• **What to do**
From the entries below, extract every line from the one containing "# test: mark the girl's face, one" down to the one containing "point(103, 196)", both included, and reproduce them with no changes.

• **Dataset entries**

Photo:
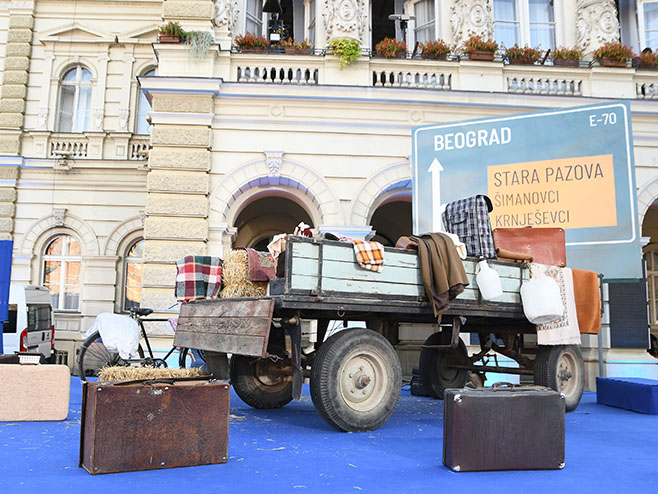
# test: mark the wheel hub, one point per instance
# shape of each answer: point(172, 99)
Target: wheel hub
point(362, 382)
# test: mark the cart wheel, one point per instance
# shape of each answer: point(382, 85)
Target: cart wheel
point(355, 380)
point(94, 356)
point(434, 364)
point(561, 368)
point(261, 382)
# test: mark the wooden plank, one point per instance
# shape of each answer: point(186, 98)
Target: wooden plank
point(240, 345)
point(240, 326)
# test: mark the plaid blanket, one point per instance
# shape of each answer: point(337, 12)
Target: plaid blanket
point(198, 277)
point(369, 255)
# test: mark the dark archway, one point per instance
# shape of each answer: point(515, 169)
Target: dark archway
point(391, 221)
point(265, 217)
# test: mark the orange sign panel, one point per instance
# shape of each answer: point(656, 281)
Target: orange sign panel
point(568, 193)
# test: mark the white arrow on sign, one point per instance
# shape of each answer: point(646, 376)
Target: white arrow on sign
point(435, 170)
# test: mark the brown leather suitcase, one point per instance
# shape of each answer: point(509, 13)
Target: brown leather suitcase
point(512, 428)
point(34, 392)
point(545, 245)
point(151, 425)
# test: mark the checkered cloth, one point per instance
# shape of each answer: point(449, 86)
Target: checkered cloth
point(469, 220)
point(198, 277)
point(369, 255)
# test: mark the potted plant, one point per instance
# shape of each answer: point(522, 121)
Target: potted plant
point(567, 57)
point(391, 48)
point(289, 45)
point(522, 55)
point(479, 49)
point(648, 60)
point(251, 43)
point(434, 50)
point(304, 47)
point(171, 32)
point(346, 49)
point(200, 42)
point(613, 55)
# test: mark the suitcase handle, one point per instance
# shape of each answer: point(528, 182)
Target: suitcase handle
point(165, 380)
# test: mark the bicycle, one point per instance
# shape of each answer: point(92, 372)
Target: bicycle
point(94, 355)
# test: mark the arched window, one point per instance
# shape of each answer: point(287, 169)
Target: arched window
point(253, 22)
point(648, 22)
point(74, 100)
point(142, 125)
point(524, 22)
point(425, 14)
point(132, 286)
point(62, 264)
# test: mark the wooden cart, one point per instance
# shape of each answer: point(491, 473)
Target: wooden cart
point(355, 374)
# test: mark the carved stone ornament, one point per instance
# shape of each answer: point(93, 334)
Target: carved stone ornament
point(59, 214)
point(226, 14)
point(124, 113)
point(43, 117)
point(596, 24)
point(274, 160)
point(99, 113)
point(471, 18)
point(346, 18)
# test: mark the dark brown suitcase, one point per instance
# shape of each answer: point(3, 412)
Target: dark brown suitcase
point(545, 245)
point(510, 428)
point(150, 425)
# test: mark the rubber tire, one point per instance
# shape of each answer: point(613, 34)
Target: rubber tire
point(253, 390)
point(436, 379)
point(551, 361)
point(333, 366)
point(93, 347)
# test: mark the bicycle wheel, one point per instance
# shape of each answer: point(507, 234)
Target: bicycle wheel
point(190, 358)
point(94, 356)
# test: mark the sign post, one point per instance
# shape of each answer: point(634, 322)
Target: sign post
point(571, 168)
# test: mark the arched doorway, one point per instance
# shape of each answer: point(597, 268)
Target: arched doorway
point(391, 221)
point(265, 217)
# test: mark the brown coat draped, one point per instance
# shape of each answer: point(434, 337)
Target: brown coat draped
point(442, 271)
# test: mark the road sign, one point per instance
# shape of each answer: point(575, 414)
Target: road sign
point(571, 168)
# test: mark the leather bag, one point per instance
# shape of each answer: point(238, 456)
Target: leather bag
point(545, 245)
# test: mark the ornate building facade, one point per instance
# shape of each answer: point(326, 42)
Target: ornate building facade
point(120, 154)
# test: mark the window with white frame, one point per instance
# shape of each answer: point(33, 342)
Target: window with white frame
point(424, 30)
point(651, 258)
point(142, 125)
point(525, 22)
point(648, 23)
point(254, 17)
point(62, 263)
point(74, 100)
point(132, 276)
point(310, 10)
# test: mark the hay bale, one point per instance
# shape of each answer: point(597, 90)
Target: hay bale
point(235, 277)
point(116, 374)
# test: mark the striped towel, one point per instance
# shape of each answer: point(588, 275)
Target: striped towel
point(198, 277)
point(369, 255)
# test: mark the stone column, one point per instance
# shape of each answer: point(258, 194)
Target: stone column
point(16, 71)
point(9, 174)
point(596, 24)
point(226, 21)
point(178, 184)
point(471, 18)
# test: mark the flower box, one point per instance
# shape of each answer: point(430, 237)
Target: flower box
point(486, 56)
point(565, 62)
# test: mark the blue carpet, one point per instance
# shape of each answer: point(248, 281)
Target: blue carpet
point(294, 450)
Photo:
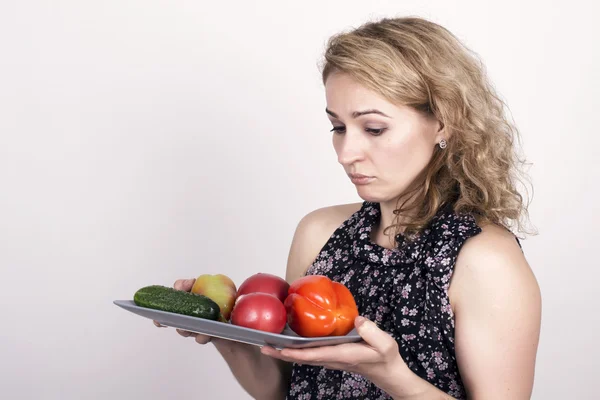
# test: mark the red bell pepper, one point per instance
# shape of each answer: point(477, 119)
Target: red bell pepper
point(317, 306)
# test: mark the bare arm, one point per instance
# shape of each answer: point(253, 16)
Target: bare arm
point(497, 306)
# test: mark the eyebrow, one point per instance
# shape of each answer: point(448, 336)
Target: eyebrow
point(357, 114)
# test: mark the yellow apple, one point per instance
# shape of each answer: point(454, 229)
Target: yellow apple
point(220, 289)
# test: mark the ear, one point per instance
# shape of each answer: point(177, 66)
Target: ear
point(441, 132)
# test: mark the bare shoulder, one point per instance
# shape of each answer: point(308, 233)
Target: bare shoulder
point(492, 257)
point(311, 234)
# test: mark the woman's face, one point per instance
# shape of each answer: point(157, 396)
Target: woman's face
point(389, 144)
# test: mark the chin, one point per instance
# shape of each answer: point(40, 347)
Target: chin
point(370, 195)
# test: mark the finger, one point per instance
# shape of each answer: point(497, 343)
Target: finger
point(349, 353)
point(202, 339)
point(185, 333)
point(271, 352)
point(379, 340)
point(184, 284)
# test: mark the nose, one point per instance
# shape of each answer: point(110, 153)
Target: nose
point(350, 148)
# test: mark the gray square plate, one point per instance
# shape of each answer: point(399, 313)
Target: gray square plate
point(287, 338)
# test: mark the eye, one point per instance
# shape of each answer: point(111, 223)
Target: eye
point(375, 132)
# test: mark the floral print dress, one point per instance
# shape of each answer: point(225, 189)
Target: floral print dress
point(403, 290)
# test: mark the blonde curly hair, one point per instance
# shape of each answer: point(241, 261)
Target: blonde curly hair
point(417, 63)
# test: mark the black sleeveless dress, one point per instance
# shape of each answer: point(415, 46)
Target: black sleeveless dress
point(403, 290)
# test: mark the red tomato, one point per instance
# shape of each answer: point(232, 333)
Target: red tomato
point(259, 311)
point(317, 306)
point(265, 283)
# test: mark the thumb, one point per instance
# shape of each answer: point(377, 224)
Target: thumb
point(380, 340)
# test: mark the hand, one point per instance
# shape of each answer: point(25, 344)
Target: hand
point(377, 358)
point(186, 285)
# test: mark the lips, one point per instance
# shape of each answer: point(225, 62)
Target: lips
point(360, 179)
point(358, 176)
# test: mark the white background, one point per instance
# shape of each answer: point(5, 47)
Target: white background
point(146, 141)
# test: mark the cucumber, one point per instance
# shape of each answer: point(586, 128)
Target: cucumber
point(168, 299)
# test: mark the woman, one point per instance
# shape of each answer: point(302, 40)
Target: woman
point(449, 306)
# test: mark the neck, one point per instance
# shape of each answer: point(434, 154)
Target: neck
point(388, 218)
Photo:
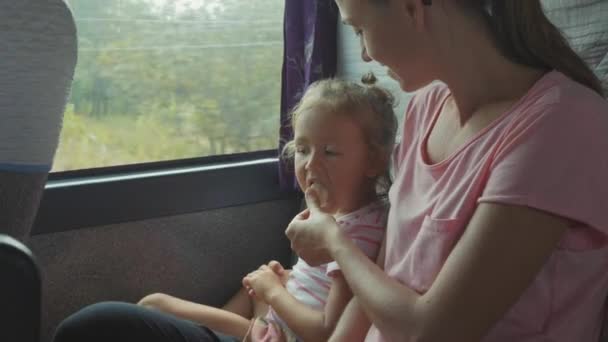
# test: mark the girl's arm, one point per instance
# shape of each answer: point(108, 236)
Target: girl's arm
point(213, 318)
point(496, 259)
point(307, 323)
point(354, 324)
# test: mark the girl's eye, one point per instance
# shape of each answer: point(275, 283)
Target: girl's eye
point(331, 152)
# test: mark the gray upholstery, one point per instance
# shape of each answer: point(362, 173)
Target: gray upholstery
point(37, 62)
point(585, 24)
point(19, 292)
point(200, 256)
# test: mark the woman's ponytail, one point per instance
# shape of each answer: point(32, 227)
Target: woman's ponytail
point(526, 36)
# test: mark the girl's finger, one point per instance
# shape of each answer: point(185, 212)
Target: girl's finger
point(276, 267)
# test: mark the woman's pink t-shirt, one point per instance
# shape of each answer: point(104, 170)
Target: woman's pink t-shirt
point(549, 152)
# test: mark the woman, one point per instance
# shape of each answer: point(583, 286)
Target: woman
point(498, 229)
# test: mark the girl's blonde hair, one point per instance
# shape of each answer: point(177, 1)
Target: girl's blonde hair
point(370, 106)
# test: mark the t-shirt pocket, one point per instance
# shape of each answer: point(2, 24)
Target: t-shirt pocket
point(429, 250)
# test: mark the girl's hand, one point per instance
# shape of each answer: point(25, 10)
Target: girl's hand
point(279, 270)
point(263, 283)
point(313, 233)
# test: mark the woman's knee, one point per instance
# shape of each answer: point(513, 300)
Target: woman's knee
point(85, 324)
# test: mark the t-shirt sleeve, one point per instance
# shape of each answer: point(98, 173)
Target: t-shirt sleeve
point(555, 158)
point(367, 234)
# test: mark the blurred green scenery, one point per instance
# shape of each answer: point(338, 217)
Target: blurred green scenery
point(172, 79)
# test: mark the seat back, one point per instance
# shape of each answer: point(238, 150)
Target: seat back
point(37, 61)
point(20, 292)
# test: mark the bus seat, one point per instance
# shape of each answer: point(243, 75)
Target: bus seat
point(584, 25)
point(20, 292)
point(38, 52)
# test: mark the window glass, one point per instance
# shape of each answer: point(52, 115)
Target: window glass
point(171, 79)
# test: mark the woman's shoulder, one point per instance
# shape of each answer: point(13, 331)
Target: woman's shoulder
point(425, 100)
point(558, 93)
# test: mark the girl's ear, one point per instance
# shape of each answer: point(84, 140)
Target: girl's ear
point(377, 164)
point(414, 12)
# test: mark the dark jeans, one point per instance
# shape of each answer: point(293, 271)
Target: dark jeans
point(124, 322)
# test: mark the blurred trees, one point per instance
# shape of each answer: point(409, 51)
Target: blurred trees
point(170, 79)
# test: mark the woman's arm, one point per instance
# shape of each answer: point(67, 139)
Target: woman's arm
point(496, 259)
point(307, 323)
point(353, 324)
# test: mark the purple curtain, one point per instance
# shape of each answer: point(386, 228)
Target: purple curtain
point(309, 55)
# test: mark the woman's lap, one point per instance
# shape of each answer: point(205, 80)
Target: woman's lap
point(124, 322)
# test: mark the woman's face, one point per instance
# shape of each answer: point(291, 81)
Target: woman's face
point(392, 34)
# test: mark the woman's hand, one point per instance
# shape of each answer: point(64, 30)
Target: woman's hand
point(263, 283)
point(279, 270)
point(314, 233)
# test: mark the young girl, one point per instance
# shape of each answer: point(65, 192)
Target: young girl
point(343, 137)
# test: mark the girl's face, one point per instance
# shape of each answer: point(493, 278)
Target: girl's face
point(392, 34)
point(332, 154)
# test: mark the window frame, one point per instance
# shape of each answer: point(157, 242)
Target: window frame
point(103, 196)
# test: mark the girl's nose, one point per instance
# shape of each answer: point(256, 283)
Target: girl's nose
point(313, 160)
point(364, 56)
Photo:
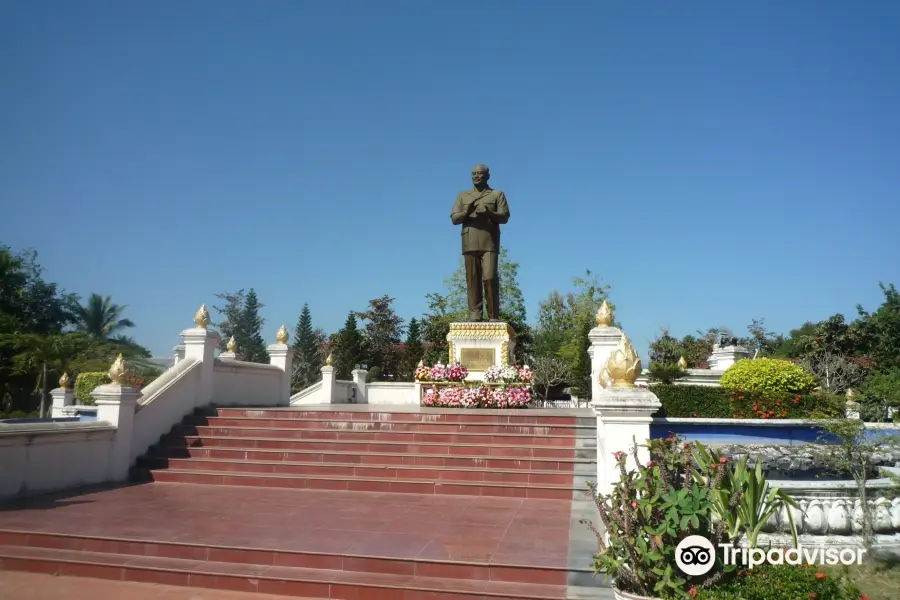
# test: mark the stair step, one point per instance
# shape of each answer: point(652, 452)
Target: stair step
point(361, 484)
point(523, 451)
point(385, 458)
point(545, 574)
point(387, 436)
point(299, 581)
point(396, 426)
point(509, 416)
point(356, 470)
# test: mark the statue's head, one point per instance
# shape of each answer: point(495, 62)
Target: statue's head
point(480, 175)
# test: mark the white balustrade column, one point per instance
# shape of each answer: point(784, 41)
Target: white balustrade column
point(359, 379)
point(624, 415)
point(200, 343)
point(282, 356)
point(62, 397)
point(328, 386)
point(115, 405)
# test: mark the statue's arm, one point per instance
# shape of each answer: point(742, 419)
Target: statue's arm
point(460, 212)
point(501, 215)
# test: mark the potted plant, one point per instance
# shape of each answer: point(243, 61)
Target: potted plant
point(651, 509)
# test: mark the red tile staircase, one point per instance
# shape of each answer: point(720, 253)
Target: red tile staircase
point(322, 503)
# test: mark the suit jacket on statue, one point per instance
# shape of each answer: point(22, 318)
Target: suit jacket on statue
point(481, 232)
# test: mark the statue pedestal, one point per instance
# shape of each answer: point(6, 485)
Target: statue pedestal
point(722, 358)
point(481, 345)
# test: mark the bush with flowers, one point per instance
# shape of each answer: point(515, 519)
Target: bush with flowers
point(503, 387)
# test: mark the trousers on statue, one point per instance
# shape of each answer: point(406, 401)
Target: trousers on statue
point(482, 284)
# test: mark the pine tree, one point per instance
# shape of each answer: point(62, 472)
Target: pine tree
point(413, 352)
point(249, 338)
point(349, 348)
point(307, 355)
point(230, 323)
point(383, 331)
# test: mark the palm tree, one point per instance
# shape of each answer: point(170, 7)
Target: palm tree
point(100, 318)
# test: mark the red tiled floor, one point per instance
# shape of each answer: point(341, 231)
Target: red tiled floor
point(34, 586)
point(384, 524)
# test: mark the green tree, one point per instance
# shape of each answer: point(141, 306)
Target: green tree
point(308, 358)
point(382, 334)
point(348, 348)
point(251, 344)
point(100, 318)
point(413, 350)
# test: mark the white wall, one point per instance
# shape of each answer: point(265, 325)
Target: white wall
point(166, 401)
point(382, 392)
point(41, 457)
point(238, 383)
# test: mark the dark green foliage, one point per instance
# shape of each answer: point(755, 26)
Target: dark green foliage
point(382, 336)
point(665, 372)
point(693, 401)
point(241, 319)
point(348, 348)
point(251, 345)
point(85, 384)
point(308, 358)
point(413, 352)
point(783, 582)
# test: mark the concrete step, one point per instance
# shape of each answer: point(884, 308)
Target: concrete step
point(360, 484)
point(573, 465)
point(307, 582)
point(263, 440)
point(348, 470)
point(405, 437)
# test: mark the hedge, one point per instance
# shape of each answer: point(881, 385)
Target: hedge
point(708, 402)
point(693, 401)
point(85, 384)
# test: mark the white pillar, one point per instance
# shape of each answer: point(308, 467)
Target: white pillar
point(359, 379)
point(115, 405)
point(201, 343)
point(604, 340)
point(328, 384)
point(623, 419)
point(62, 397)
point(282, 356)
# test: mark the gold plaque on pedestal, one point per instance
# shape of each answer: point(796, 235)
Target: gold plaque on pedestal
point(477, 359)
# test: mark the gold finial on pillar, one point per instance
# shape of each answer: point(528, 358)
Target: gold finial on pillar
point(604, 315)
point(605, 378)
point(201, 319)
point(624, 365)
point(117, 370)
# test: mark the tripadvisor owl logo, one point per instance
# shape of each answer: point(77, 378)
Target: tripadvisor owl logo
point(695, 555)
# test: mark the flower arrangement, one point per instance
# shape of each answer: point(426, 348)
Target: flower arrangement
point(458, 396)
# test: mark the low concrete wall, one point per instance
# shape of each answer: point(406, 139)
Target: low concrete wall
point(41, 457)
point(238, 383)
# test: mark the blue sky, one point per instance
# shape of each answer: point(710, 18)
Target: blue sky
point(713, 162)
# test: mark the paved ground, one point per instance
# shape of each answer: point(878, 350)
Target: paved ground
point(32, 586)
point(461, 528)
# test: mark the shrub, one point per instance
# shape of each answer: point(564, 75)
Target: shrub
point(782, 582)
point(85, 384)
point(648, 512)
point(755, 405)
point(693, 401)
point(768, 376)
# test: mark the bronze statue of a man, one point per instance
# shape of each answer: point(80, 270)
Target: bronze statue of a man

• **Output of the task**
# test: mark the girl's face, one point per instance
# shape of each answer: point(493, 278)
Target: girl's face
point(392, 34)
point(332, 154)
# test: mark the window frame, one point per instance
# shape of each answer: point(157, 242)
Target: window frame
point(103, 196)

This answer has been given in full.